Write out the rows again, starting at the line that contains "Practice. Identify the suit" and ending at the last row, both ends included. Keep the requests unchanged and offset every x and y coordinate in the answers by -91.

☆ ☆ ☆ ☆

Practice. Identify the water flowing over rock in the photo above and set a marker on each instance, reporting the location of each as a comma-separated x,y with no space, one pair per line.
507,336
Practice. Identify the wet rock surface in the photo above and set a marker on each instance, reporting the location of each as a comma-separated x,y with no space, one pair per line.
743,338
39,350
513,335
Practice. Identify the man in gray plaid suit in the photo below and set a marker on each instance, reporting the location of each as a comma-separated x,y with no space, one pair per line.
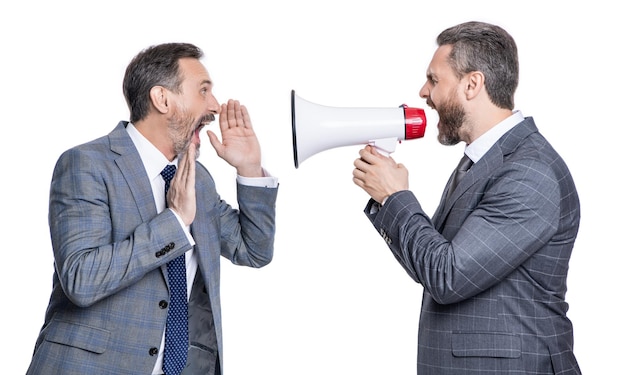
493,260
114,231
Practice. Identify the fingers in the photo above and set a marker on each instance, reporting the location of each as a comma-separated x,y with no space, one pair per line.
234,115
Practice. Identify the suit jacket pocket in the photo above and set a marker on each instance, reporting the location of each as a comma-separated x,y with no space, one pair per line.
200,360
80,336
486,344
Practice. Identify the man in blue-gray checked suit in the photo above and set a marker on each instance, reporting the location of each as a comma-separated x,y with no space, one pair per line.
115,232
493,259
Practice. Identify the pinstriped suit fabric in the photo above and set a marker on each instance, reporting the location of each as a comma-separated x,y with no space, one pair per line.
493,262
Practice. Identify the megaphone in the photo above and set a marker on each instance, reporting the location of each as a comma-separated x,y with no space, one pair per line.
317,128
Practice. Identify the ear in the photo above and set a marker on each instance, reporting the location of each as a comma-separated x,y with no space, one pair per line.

☆ ☆ ☆ ☆

**The result:**
Practice. Identify the suit jacket pocket in the photo above and set a marker on each instance, reporting the location of each as a comma-separated x,y with no space, one pair per line.
109,269
-11,245
395,253
Practice. Identify the man in blue-gray checked suit in the photo above and set a marker on each instance, reporting the location of each as a comma-separated x,y with no space, one pair per line.
24,141
402,168
Practice. Identify the pinstriped suit fabric in the photo above and set a marker on each instance, reporting the location of each as a comma-separated x,y with no space, one pair per line.
402,171
Practice. Identify the megaphone in the photo above and set a marker on each instance, reporting the location of each as a comma-separated x,y with no space, one pair per line.
226,37
Practice. Identify the ear in the photo above and set a marker on each instance, reporting the location of each as a comma-separated x,y with no space, one pair per line.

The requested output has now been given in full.